## SECTION DU DOCUMENT
----

Note : Ce billet a d’abord été publié au Journal de Québec et au Journal de Montréal dans la section « blogue ».
La Fédération autonome de l’enseignement (FAE) qui représente plus de 34 000 enseignantes et enseignants oeuvrant dans la grande région de Montréal et dans celles de Laval, des Basses-Laurentides et de l’Outaouais forcera un congé pour les élèves le 30 septembre prochain, journée très importante d’un point de vue administratif pour toutes les écoles du Québec. Le choix du 30 septembre n’est pas banal…
Il s’agit de la journée prévue pour la déclaration de l’effectif scolaire des jeunes. Ça ne dira pas grand-chose aux parents d’élèves de ces régions, mais c’est à cette date qu’on vérifie soigneusement la présence de tous les élèves dans une école puisque c’est à partir du nombre de ces derniers que sera octroyé le financement des écoles.
Un guide de plus 500 pages (voici celui de l’année 2007-2008) permet de mesurer l’ampleur des gestes administratifs à poser ce jour du 30 septembre de chaque année de manière à être en mesure de satisfaire les exigences du ministère de l’Éducation et des vérificateurs comptables des opérations financières des commissions scolaires.

----

## TÂCHES À RÉALISER
1. Pouvez-vous recopier le passage du billet sur le 30 septembre situé entre "La Fédération autonome" et "financement des écoles.", ces deux extraits compris ?
2. Pourriez-vous poursuivre le billet sur le 30 septembre à partir de sa dernière phrase ?
Ce matériel provient d'une source sans lien avec le billet.

## EXTRAIT DE DONNÉES
----

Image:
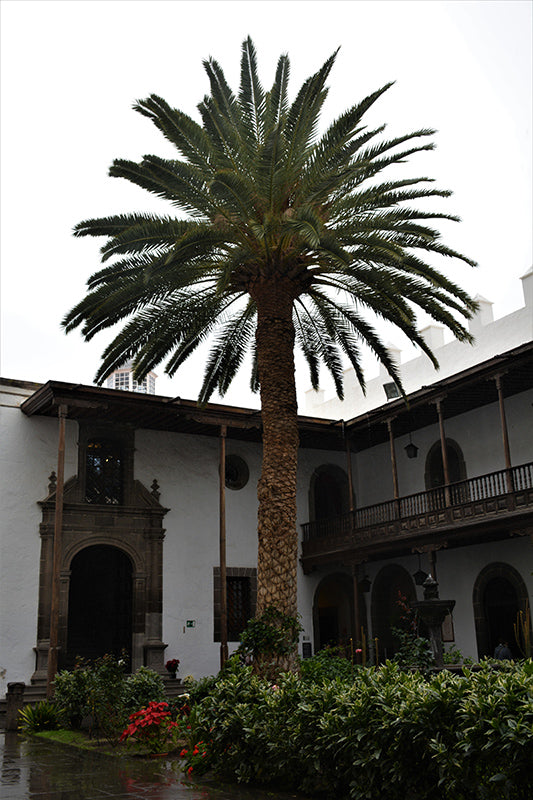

----

## RÉSULTATS DES TÂCHES
1.
La Fédération autonome de l’enseignement (FAE) qui représente plus de 34 000 enseignantes et enseignants oeuvrant dans la grande région de Montréal et dans celles de Laval, des Basses-Laurentides et de l’Outaouais forcera un congé pour les élèves le 30 septembre prochain, journée très importante d’un point de vue administratif pour toutes les écoles du Québec. Le choix du 30 septembre n’est pas banal…
Il s’agit de la journée prévue pour la déclaration de l’effectif scolaire des jeunes. Ça ne dira pas grand-chose aux parents d’élèves de ces régions, mais c’est à cette date qu’on vérifie soigneusement la présence de tous les élèves dans une école puisque c’est à partir du nombre de ces derniers que sera octroyé le financement des écoles.

2.
Concrètement, l’absence d’un élève dans une établissement scolaire le 30 septembre n’empêche pas une école de réclamer le financement qui est attaché à « son appartenance », mais à l’opération déjà complexe normalement s’ajoute d’autres procédures qui sauront embarrasser solidement une administration quand tous les enfants seront absents de l’école le 30 septembre prochain.
À elle seule, la directive «Si un élève est absent le 30 septembre, les parents doivent venir signer le document Attestation de fréquentation au 30 septembre» saura compliquer la vie du personnel administratif déjà pas simple dans des conditions normales… Et je vous passe d’autres détails que mes collègues à la direction comprennent bien !
Dans le communiqué de la FAE, on présente cette grève comme étant « une lutte citoyenne », rien de moins. On y parle «d’un appel à la solidarité (…) persuadés que les parents ainsi que l’ensemble des citoyennes et citoyens appuient cette lutte importante pour l’avenir de l’école publique».
Loin de moi l’idée d’affirmer que les conditions de travail des enseignantes et des enseignants ne valent pas l’engagement des citoyens, mais il faut comprendre que la décision du syndicat de faire débuter ce 30 septembre « l’automne chaud promis » au printemps dernier n’a rien à voir avec la dite « lutte citoyenne ».
On cherche avant tout à mettre une pression plus forte sur les employeurs qui sont aux tables de négociation, étant très au fait du fardeau administratif supplémentaire qu’engendrera l’absence des élèves à l’école un 30 septembre.
C’est moins une « lutte citoyenne » qu’une bataille de tranchées contre les patrons.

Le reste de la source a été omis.